Margaret Thatcher: A deeply qualified encomium…

Never trust the Irish. They are all liars, liars.

That was Peter Mandelson this morning recounting Margaret Thatcher’s words of advice to him on being made Secretary of State for Northern Ireland (possibly in lieu of some more substantial criticism of the late British Prime Minister) who is buried today under a plan that does not radically differ from those laid out under Mandelson’s New Labour regime.

I didn’t get much sleep the night new Labour won their landslide victory in 1997.

Thatcher quote

Taking my kids to school the next morning, a Croatian friend remarked that she did not think a Labour government would make much positive difference to any of us. But the unconfined joy of that day related as much to the fact that after 18 years the story had finally changed.

Margaret Thatcher was an immense figure for people of my age, or older. Love her or hate her, you could hardly ignore her.

In ’79 her citation of Saint Francis seemed more of a taunt after a bruising election campaign. Easy to forget now that she won the 1979 election on the basis that unions were entitled to free collective bargaining (an enticement of the free market). She took pragmatic care to end the winter of discontent by giving the public sector unions pretty much what they wanted.  It was only by 1981/2 that she started slowly putting on her own squeeze.

Thatcher was a brilliant communicator, who applied continual pressure on her front bench spokesmen to ‘get the presentation right’. So much so that when she began to run out of radical ideas, she was inclined to blame poor presentation rather any failure in the substance of her government’s policy.

But we do know for certain that she worked hard and long, not least because of her impromptu  account of what she was doing at 3.15am 12 October 1984 when the bomb in the Grand Hotel, Brighton exploded. It’s not the sort of thing you invent at such a time just to ‘create an impression’.

I experienced her first four years in office at home, in Northern Ireland. Outside of the trauma of the hunger strikes (in which she had to fight a premise set for her by Labour’s Merlyn Rees), and some downward pressure on Welfare and the health service not a lot happened. Although it was her government which finally killed off the Delorean project in October 1982.

***

_To do_.
Please write out the passage of the Margaret Thatcher text starting with "That was Peter" and going on through "hardly ignore her.", word for word. The records that follow come from a different source than the text.

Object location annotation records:

***

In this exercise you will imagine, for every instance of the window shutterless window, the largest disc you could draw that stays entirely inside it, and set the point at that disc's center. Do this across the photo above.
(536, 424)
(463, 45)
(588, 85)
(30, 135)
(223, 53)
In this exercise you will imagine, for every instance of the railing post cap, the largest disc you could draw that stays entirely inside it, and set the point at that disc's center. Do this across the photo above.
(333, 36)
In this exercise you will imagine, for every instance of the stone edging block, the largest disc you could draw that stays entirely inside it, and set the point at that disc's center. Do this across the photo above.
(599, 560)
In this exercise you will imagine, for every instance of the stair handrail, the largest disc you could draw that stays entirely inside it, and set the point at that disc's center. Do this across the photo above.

***

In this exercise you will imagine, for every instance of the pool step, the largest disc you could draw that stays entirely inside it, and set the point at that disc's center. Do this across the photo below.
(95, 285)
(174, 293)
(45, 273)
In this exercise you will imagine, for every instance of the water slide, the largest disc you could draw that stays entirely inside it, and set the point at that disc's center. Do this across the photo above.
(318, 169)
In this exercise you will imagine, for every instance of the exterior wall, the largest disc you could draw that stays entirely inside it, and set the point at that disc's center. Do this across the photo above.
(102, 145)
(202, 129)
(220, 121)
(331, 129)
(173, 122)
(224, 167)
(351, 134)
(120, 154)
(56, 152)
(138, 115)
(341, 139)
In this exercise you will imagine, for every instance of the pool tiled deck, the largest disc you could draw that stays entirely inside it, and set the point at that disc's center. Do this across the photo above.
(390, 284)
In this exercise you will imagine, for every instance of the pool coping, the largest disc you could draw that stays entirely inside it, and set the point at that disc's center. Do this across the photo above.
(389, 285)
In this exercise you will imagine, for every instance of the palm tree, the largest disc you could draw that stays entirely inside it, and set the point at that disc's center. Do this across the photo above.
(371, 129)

***

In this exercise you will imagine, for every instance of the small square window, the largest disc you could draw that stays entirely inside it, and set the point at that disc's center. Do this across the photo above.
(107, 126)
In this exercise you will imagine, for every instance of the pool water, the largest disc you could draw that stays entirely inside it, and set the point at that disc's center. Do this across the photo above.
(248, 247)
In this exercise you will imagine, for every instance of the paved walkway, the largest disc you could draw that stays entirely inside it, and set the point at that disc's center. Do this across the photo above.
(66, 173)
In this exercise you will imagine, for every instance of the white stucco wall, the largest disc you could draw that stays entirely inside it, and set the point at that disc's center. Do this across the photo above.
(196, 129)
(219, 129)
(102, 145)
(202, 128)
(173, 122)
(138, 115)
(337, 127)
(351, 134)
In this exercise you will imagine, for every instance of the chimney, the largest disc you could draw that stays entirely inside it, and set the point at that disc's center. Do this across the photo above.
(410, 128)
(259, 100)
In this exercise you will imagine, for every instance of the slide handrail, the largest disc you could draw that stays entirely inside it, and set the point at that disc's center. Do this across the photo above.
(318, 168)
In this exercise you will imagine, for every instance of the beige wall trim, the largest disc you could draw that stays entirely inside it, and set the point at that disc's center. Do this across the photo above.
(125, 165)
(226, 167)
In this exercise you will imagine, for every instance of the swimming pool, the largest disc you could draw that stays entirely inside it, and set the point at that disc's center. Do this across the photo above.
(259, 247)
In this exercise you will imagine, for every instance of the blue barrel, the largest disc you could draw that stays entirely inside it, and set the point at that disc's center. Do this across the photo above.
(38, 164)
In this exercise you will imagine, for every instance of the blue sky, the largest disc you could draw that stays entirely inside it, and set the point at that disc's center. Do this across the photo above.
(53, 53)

***

_Task result_.
That was Peter Mandelson this morning recounting Margaret Thatcher’s words of advice to him on being made Secretary of State for Northern Ireland (possibly in lieu of some more substantial criticism of the late British Prime Minister) who is buried today under a plan that does not radically differ from those laid out under Mandelson’s New Labour regime.

I didn’t get much sleep the night new Labour won their landslide victory in 1997.

Thatcher quote

Taking my kids to school the next morning, a Croatian friend remarked that she did not think a Labour government would make much positive difference to any of us. But the unconfined joy of that day related as much to the fact that after 18 years the story had finally changed.

Margaret Thatcher was an immense figure for people of my age, or older. Love her or hate her, you could hardly ignore her.